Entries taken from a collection
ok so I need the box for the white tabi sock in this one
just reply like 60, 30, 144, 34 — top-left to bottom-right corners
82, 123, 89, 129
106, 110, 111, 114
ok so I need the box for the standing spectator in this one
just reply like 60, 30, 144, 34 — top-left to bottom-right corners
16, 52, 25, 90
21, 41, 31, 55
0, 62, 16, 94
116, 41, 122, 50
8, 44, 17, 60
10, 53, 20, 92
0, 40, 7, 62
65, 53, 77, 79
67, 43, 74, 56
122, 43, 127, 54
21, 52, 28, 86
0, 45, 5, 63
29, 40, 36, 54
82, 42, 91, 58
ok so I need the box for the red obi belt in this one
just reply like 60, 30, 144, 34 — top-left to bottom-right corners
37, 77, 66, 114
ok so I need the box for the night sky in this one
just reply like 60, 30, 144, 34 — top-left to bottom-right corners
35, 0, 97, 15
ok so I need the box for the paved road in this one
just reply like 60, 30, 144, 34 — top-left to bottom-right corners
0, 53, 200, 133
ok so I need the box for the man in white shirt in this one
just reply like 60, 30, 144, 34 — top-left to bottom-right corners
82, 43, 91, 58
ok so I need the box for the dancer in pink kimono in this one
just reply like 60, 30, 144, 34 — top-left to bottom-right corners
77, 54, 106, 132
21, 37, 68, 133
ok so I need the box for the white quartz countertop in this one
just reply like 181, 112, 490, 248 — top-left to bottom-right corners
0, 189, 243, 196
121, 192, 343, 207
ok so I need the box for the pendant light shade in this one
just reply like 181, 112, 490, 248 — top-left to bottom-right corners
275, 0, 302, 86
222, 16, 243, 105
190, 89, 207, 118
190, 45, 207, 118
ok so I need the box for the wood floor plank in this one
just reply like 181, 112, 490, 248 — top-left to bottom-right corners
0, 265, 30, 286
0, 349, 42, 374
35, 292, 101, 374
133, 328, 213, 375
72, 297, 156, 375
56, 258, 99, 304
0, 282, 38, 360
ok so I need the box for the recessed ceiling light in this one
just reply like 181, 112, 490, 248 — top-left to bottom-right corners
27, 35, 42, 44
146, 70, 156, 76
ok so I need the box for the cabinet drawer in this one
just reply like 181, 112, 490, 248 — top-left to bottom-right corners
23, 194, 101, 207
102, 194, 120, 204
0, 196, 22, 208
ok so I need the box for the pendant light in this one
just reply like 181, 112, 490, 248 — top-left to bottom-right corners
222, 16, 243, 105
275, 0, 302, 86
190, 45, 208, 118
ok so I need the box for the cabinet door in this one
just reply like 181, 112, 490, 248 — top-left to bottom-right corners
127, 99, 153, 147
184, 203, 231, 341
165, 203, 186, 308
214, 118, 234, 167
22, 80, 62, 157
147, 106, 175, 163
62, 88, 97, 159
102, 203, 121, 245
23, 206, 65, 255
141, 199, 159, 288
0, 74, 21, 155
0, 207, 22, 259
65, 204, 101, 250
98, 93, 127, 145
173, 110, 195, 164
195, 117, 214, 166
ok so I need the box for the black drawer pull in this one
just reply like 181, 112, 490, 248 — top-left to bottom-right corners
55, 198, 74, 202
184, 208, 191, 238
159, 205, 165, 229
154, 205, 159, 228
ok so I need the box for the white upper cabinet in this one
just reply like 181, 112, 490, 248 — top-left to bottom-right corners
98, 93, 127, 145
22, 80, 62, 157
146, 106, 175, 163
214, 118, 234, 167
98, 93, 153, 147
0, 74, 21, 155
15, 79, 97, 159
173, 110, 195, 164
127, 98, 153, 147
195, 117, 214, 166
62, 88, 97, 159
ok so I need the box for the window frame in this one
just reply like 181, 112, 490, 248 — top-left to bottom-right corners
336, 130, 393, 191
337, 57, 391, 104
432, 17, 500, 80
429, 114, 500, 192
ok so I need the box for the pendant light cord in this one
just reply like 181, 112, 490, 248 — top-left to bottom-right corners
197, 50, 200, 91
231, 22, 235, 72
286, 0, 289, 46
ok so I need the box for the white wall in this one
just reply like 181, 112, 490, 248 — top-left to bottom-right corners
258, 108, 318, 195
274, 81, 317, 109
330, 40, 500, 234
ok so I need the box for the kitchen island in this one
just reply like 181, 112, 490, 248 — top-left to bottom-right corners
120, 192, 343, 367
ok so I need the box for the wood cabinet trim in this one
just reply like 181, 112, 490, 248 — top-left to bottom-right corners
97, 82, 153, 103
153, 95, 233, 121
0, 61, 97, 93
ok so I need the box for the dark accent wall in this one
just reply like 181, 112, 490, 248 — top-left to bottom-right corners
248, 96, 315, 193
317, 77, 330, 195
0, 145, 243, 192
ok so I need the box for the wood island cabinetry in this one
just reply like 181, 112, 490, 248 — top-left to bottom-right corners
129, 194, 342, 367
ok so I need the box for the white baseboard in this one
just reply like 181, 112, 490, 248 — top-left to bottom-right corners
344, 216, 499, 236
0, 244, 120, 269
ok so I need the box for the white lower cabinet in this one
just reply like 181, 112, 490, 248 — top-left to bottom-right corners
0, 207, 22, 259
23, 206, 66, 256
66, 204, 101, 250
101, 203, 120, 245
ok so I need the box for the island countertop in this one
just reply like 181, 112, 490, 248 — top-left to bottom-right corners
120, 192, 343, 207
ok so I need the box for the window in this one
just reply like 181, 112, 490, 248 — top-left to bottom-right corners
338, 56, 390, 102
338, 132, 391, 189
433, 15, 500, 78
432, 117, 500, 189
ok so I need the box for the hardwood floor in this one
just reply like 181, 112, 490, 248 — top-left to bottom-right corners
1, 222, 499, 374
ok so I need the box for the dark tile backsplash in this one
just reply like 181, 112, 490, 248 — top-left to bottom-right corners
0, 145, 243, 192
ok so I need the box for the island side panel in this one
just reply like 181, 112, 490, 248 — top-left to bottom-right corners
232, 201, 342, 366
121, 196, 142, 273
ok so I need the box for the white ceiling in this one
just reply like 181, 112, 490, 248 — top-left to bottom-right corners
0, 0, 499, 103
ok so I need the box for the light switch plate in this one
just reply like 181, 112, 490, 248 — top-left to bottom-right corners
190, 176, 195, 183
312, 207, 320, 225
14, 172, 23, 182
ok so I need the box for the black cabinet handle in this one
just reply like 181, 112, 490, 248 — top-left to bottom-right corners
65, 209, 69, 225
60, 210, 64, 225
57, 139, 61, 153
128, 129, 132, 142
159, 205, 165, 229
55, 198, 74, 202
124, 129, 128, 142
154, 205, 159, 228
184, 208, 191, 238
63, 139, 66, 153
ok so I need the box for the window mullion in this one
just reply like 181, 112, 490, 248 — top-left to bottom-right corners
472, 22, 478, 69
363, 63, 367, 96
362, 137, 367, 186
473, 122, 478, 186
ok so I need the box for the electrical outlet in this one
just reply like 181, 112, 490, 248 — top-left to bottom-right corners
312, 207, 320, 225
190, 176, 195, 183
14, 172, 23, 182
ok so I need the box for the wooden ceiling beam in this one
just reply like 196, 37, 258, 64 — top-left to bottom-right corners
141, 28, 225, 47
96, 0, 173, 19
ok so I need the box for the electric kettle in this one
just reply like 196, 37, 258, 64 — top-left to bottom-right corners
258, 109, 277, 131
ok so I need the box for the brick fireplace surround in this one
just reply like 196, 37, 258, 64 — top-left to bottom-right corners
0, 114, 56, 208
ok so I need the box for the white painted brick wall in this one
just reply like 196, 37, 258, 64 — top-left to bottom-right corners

Assignment
Every word of every entry must be returned as it appears.

Solution to this task
ok so I need the box for the white tabi sock in this one
just reply like 60, 30, 144, 34 — top-left to bottom-right corners
82, 123, 89, 129
106, 110, 111, 114
ok so I need the box for the standing spectator in this one
just reply like 60, 30, 144, 34 — top-left to bottom-right corners
16, 52, 25, 90
21, 41, 31, 55
0, 62, 16, 94
116, 41, 122, 50
8, 44, 17, 60
10, 53, 20, 92
0, 40, 7, 62
65, 53, 77, 79
67, 43, 74, 56
122, 43, 127, 54
21, 52, 28, 86
0, 45, 5, 63
29, 40, 36, 54
82, 42, 91, 58
ok so I need the box for the red obi belt in this one
just reply like 60, 30, 144, 34 — top-left to bottom-right corners
37, 77, 66, 114
ok so I need the box for the night sky in this one
just reply like 60, 30, 144, 34 — top-left to bottom-right corners
35, 0, 97, 15
ok so I need the box for the paved road in this one
just reply like 60, 30, 144, 34 — top-left to bottom-right corners
0, 53, 200, 133
ok so I need the box for the man in white shirt in this one
just reply like 60, 30, 144, 34 — top-left to bottom-right corners
82, 43, 91, 58
ok so I need the box for the dancer in pink kimono in this one
just reply like 60, 30, 144, 34 — top-left to bottom-right corners
77, 54, 106, 132
21, 37, 68, 133
ok so I need the box for the white quartz countertop in this one
just reply like 181, 112, 490, 248 — top-left to bottom-right corners
0, 189, 243, 196
121, 192, 343, 207
ok so I need the box for the pendant light shade in this one
just reply like 181, 112, 490, 248 — top-left to bottom-right corners
275, 0, 302, 86
222, 16, 243, 105
190, 89, 207, 118
190, 45, 207, 118
ok so I need the box for the wood floor plank in this one
just reply like 181, 112, 490, 248 — top-left to bottom-right corners
0, 265, 30, 286
0, 349, 42, 374
35, 292, 101, 374
133, 328, 213, 375
72, 297, 156, 375
56, 258, 99, 304
0, 282, 38, 360
ok so I need the box for the recessed ceiling light in this one
just reply like 181, 112, 490, 248 — top-left to bottom-right corners
27, 35, 42, 44
146, 70, 156, 76
ok so I need the box for the cabinet drawer in this one
just reply like 181, 112, 490, 248 — top-left to bottom-right corners
23, 194, 101, 207
102, 194, 120, 204
0, 196, 22, 208
ok so I need the box for the pendant light in this one
just reply like 181, 112, 490, 248 — top-left to bottom-right corners
222, 16, 243, 105
275, 0, 302, 86
190, 45, 208, 118
ok so I need the box for the cabinet door in this one
just reply like 181, 112, 490, 248 — top-left to bottom-right corners
127, 99, 153, 147
184, 203, 231, 341
165, 203, 186, 308
214, 118, 234, 167
22, 80, 62, 157
147, 106, 175, 163
62, 88, 97, 159
102, 203, 121, 245
23, 206, 65, 255
141, 199, 159, 288
0, 74, 21, 155
0, 207, 22, 259
65, 204, 101, 250
98, 93, 127, 145
173, 110, 195, 164
195, 117, 214, 166
ok so I need the box for the black drawer pull in this one
just reply like 181, 112, 490, 248 — top-left to bottom-right corners
55, 198, 74, 202
184, 208, 191, 238
159, 205, 165, 229
154, 205, 159, 228
ok so I need the box for the white upper cabinet in this one
just reply like 181, 112, 490, 248 — top-left to bottom-right corners
98, 93, 127, 145
22, 80, 62, 157
146, 106, 175, 163
214, 118, 234, 167
98, 93, 153, 147
0, 74, 21, 155
15, 79, 97, 159
173, 110, 195, 164
127, 98, 153, 147
195, 117, 214, 166
62, 88, 97, 159
ok so I need the box for the window frame in this one
just reply like 181, 112, 490, 248 — top-left to bottom-right corners
336, 130, 393, 191
337, 57, 391, 104
432, 17, 500, 80
429, 114, 500, 192
ok so I need the box for the pendant light cord in this one
just reply like 181, 112, 490, 248 — top-left to bottom-right corners
197, 50, 200, 91
231, 22, 235, 72
286, 0, 289, 46
ok so I need the box for the white wall in this one
just reply like 181, 112, 490, 248 — top-left to bottom-right corners
258, 108, 318, 195
274, 81, 317, 109
330, 40, 500, 234
ok so I need the box for the kitchen island in this one
just reply like 181, 112, 490, 248 — top-left to bottom-right corners
120, 192, 343, 367
ok so I need the box for the wood cabinet trim in this one
just reply like 181, 112, 490, 248 — top-left to bottom-right corners
97, 82, 153, 103
153, 95, 233, 121
0, 61, 97, 93
ok so I need the box for the dark accent wall in this one
just reply like 181, 112, 490, 248 — top-left to bottom-right corners
248, 96, 315, 193
317, 77, 330, 195
0, 145, 243, 192
ok so I need the box for the wood island cabinetry in this one
just reply like 181, 112, 490, 248 — top-left to bottom-right corners
129, 194, 342, 367
ok so I need the box for the white baseboard in this one
just reply like 181, 112, 490, 248 — top-left to bottom-right corners
344, 216, 499, 236
0, 244, 120, 269
ok so I need the box for the white lower cabinet in this one
just reply like 181, 112, 490, 248 — top-left to bottom-right corners
0, 207, 22, 259
23, 206, 66, 256
66, 204, 101, 250
101, 203, 120, 245
ok so I need the box for the island countertop in this one
just reply like 181, 112, 490, 248 — top-left to bottom-right corners
120, 192, 343, 207
ok so I need the box for the window in this one
just reply like 181, 112, 490, 248 — top-left to bottom-right corners
338, 56, 390, 102
338, 132, 391, 189
433, 15, 500, 78
432, 117, 500, 189
ok so I need the box for the hardwood floor in this one
just reply like 181, 112, 490, 248 — top-left to bottom-right corners
1, 222, 499, 374
ok so I need the box for the dark tile backsplash in this one
just reply like 181, 112, 490, 248 — top-left to bottom-right corners
0, 145, 243, 192
ok so I need the box for the island side panel in this one
just reply like 181, 112, 490, 248 — top-left to bottom-right corners
232, 201, 342, 366
121, 196, 142, 273
ok so I need the box for the white ceiling in this one
just reply like 181, 112, 490, 248 — top-left to bottom-right corners
0, 0, 499, 103
ok so I need the box for the light switch plate in this one
just reply like 181, 112, 490, 248 — top-left to bottom-right corners
190, 176, 195, 183
312, 207, 320, 225
14, 172, 23, 182
ok so I need the box for the black cabinet handle in this one
just reply like 181, 112, 490, 248 — top-left to bottom-right corners
65, 209, 69, 225
60, 210, 64, 225
57, 139, 61, 153
128, 129, 132, 142
159, 205, 165, 229
55, 198, 74, 202
124, 129, 128, 142
154, 205, 159, 228
184, 208, 191, 238
63, 139, 66, 153
ok so I need the box for the window mullion in this one
just reply like 181, 112, 490, 248 — top-left to bottom-right corners
472, 22, 478, 69
363, 63, 367, 96
362, 137, 367, 186
473, 122, 478, 186
ok so I need the box for the electrical outlet in this one
just reply like 181, 112, 490, 248 — top-left to bottom-right corners
312, 207, 320, 225
190, 176, 195, 183
14, 172, 23, 182
ok so I need the box for the wooden ceiling beam in this one
just reply like 196, 37, 258, 64 — top-left to bottom-right corners
141, 28, 225, 47
96, 0, 173, 19
ok so I need the box for the electric kettle in this one
just reply like 196, 37, 258, 64 — top-left to bottom-right corners
258, 109, 277, 131
ok so I need the box for the brick fireplace surround in this one
just reply like 196, 37, 258, 64 — top-left to bottom-right corners
0, 114, 56, 208
ok so I need the box for the white painted brick wall in this one
just reply like 196, 37, 258, 64 — top-left to bottom-right corners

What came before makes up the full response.